─── Lesetext ───
Wie ein Kannibale: Zum Auftakt des Bodenfelde-Prozesses um Mord an den Teenagern Nina und Tobias offenbarte der Angeklagte Jan O. grausige Details.

Göttingen. Bis zum sicheren Elternhaus am Ortsrand von Bodenfelde hat Nina am 15. November keine 100 Meter mehr, aber Jan O. fängt sie ab, zwingt sie in ein nahes Wäldchen, würgt die 14-Jährige, sticht sie nieder. Er beißt dem schwerstverletzten und stöhnenden Mädchen in den Hals, um Fleischstücke herauszureißen, die er dann schluckt, er trinkt das Blut, das aus Ninas Nase läuft. Solcher Kannibalismus verschafft dem 26-Jährigen, so die Anklage, genau wie die Ausübung von Gewalt sexuelle Befriedigung.

Immer wieder schaut Ninas Mutter den Angeklagten an

Diese und viele weitere grausame Details, wie sie selten in deutschen Gerichtssälen berichtet werden, muss die Mutter von Nina an diesem Dienstag ertragen. Sie hat die verzweifelten Schreie ihrer Tochter nicht hören können und weint lautlos fast die ganze Zeit, während im Schwurgerichtssaal am Landgericht Göttingen Staatsanwalt Jens Müller beschreibt, wie erst Nina und fünf Tage später der 13-jährige Tobias gestorben sind in dem kleinen Waldstück. Und wenn Staatsanwalt Müller wieder ein besonders schreckliches Detail vorträgt, dann schaut Ninas Mutter den Angeklagten an, ganz bewusst, fast provozierend. Der unscheinbare Jan O., superkurze Haare, Schnäuzer, weicht den Blicken genauso konsequent aus.

Im Zuschauerraum stoßen sie sich an, fassen es nicht: "Du, jetzt verdrückt der tatsächlich Tränen." Als das in der Untersuchungshaft verfasste 19-seitige schriftliche Geständnis des drogen- und alkoholabhängigen früheren Sonderschülers aus Uelzen verlesen wird, fassen sich viele der meist jungen Zuhörer an den Händen, um den Halt nicht zu verlieren. Andere flüchten. Er hat sich selbst mit dem Handy gefilmt, als er nach zwei Tagen an den Tatort zurückkehrte, den Körper von Nina weiter verstümmelte, was ihm wieder sexuelle Befriedigung verschaffte. Und er schildert, dass ihn der Kannibalismus "total aufgegeilt hat" Über Ninas Blut sagt er: "Es hat nicht schlecht geschmeckt." Am Tag nach der Ermordung von Nina hat er zudem im Internet geprahlt mit seiner Tat: "Gestern Mädchen geschlachtet".
─── Bereitgestelltes Material ───
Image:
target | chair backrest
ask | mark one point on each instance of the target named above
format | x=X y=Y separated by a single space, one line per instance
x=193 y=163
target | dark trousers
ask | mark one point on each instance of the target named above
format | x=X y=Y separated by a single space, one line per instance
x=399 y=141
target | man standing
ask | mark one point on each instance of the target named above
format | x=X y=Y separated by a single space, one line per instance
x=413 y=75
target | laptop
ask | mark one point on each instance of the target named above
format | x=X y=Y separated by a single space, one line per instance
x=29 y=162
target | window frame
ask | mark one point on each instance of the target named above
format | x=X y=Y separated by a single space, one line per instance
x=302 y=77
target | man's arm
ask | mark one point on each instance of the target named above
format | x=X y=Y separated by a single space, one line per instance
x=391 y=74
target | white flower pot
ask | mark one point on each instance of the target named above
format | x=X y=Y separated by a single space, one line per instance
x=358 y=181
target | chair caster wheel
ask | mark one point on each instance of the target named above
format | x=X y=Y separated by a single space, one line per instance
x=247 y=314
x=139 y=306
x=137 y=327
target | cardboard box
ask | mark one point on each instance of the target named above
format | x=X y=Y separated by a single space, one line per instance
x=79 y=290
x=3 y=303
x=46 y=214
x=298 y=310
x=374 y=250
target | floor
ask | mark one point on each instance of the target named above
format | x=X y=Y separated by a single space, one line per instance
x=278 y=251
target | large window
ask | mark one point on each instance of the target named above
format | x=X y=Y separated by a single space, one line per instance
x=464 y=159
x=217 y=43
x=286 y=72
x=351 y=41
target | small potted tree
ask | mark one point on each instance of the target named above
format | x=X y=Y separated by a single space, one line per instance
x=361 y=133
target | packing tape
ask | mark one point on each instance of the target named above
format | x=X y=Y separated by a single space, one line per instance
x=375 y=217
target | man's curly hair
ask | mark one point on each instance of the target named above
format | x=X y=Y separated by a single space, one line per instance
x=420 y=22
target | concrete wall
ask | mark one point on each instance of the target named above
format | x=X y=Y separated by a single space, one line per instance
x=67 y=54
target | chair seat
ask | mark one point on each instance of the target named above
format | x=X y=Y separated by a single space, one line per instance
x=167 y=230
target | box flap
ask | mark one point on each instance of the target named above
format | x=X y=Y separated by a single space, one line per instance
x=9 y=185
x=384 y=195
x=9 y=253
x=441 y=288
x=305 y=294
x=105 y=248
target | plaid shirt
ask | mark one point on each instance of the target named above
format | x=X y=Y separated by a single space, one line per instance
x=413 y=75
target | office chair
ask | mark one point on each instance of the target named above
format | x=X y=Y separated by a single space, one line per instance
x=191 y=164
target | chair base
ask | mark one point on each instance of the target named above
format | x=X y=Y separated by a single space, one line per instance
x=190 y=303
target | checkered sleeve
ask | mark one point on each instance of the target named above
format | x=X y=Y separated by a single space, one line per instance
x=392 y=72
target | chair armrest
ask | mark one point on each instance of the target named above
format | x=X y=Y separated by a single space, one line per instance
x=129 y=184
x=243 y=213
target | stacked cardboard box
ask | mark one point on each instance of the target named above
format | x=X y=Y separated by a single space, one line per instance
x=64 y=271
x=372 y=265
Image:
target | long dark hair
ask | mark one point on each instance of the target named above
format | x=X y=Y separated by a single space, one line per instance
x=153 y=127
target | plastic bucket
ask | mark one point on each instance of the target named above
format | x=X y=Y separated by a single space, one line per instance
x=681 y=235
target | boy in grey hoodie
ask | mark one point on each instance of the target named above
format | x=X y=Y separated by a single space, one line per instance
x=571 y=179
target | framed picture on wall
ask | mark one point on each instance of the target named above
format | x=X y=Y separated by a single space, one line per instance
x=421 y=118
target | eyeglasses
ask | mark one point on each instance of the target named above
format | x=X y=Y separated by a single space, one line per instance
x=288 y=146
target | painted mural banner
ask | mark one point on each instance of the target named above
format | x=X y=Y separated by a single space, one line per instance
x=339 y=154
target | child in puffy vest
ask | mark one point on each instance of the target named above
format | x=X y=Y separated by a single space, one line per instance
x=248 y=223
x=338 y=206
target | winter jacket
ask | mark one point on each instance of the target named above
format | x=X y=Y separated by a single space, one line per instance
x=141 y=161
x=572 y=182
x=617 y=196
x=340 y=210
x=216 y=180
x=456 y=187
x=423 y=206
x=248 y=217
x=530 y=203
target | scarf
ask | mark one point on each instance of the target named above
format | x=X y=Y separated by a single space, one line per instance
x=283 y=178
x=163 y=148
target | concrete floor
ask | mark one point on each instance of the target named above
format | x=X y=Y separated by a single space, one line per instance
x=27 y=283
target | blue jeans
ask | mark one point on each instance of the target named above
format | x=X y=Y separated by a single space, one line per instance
───
Aufgaben:
1 > Nenne alle Personen, die im Bericht über den Bodenfelde-Prozess mit ihrem Namen vorkommen.
2 > Kopiere aus dem Bericht über den Bodenfelde-Prozess den Abschnitt, der bei den Worten "Immer wieder schaut" beginnt, und höre nach den Worten "genauso konsequent aus." auf.

Lösungen:
1 > Nina, Tobias, Jan O., Jens Müller

2 >
Immer wieder schaut Ninas Mutter den Angeklagten an

Diese und viele weitere grausame Details, wie sie selten in deutschen Gerichtssälen berichtet werden, muss die Mutter von Nina an diesem Dienstag ertragen. Sie hat die verzweifelten Schreie ihrer Tochter nicht hören können und weint lautlos fast die ganze Zeit, während im Schwurgerichtssaal am Landgericht Göttingen Staatsanwalt Jens Müller beschreibt, wie erst Nina und fünf Tage später der 13-jährige Tobias gestorben sind in dem kleinen Waldstück. Und wenn Staatsanwalt Müller wieder ein besonders schreckliches Detail vorträgt, dann schaut Ninas Mutter den Angeklagten an, ganz bewusst, fast provozierend. Der unscheinbare Jan O., superkurze Haare, Schnäuzer, weicht den Blicken genauso konsequent aus.